Text provided:
*** Begin section ***

Wednesday, April 11, 2012

Dear Vehicle Adorners

Dear People Who Put Shit On Their Cars:

Your car says something about you, to be sure. Some, however, feel a need to convey something further to their fellow drivers; and there are of course a multitude of ways to do so. From bumper stickers to license plate brackets to those magnet-y things you can stick on the back, there are a multitude of ways to proclaim everything from your support of the troops to you affinity for non-cancer-ridden breasts.

I find acceptable, (as does, in general, The Official Preppy Handbook released in 1980) the following items with which to adorn the outside of your car:

- School Decals. You (or your parents, or dead grandparents) paid six figures for this privilege - why not flaunt it? But only if you are under 30 or if it's for a school your children attend.
- Sports team /athletic affiliation. Home team REPRESENT!
- Those white ovals with black lettering suggesting an affiliation with a specific locus (but only if you actually HAVE an affiliation with it, i.e. property or family with property or a frequency of visitation there - not just that you went there once).

*** End section ***

Records:
*** Begin section ***

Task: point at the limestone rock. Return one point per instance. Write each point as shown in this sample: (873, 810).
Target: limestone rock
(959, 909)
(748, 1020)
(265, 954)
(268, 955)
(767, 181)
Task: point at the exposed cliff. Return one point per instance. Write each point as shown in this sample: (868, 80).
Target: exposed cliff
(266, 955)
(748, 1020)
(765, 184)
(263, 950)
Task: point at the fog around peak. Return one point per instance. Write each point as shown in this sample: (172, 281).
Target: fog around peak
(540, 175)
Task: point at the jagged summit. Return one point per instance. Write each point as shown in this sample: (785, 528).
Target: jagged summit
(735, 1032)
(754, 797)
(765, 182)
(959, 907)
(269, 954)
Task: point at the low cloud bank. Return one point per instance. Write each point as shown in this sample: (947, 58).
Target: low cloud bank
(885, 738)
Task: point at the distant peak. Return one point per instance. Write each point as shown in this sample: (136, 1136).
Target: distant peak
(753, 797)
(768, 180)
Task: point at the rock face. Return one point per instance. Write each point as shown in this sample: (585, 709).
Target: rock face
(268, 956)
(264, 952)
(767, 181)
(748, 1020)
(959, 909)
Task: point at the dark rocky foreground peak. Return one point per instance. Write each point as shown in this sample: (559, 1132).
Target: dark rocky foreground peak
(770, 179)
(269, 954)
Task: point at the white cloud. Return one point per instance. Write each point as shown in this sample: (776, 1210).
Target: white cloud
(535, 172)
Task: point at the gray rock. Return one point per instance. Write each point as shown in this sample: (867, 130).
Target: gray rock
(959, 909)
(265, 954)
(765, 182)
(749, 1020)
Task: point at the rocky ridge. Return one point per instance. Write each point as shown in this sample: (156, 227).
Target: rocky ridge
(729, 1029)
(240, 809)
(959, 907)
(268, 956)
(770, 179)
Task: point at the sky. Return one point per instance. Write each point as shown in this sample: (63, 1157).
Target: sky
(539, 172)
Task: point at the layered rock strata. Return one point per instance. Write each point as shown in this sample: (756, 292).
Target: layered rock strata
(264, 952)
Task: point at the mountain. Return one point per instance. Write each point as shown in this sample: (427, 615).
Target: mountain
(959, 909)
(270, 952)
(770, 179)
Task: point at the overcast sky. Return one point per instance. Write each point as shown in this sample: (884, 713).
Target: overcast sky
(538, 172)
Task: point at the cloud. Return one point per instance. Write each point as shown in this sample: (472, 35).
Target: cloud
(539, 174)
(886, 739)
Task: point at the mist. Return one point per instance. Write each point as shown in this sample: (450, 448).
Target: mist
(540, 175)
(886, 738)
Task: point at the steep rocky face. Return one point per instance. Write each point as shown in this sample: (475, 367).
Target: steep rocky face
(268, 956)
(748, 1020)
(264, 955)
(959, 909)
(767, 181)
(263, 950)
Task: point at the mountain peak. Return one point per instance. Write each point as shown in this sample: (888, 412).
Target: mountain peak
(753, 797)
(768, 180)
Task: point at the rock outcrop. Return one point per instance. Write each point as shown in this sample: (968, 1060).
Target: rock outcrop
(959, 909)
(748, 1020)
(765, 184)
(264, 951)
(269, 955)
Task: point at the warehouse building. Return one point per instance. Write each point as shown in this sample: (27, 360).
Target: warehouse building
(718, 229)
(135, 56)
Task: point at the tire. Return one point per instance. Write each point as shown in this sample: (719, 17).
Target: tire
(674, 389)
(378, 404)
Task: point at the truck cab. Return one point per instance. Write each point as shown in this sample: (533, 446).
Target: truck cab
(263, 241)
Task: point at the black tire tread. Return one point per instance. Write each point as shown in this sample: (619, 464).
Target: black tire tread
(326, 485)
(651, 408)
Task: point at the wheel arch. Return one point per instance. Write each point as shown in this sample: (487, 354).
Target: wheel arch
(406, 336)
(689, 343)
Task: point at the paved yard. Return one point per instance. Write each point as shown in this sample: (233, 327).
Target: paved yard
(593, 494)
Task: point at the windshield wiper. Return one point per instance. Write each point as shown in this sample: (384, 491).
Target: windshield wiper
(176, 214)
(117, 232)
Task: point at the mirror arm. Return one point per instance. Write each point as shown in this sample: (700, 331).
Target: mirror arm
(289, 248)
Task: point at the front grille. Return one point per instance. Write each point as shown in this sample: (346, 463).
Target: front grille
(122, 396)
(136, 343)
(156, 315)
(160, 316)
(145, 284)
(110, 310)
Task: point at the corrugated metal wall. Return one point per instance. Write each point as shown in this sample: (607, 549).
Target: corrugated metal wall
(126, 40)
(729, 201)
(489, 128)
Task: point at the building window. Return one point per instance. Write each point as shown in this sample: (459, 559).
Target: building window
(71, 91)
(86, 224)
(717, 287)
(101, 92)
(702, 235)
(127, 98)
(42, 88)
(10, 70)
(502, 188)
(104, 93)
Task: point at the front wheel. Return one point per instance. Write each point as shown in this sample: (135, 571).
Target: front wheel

*** End section ***

Requirement: Copy the entire letter to vehicle adorners word for word. Rely only on the letter to vehicle adorners above.

Written solution:
Wednesday, April 11, 2012

Dear Vehicle Adorners

Dear People Who Put Shit On Their Cars:

Your car says something about you, to be sure. Some, however, feel a need to convey something further to their fellow drivers; and there are of course a multitude of ways to do so. From bumper stickers to license plate brackets to those magnet-y things you can stick on the back, there are a multitude of ways to proclaim everything from your support of the troops to you affinity for non-cancer-ridden breasts.

I find acceptable, (as does, in general, The Official Preppy Handbook released in 1980) the following items with which to adorn the outside of your car:

- School Decals. You (or your parents, or dead grandparents) paid six figures for this privilege - why not flaunt it? But only if you are under 30 or if it's for a school your children attend.
- Sports team /athletic affiliation. Home team REPRESENT!
- Those white ovals with black lettering suggesting an affiliation with a specific locus (but only if you actually HAVE an affiliation with it, i.e. property or family with property or a frequency of visitation there - not just that you went there once).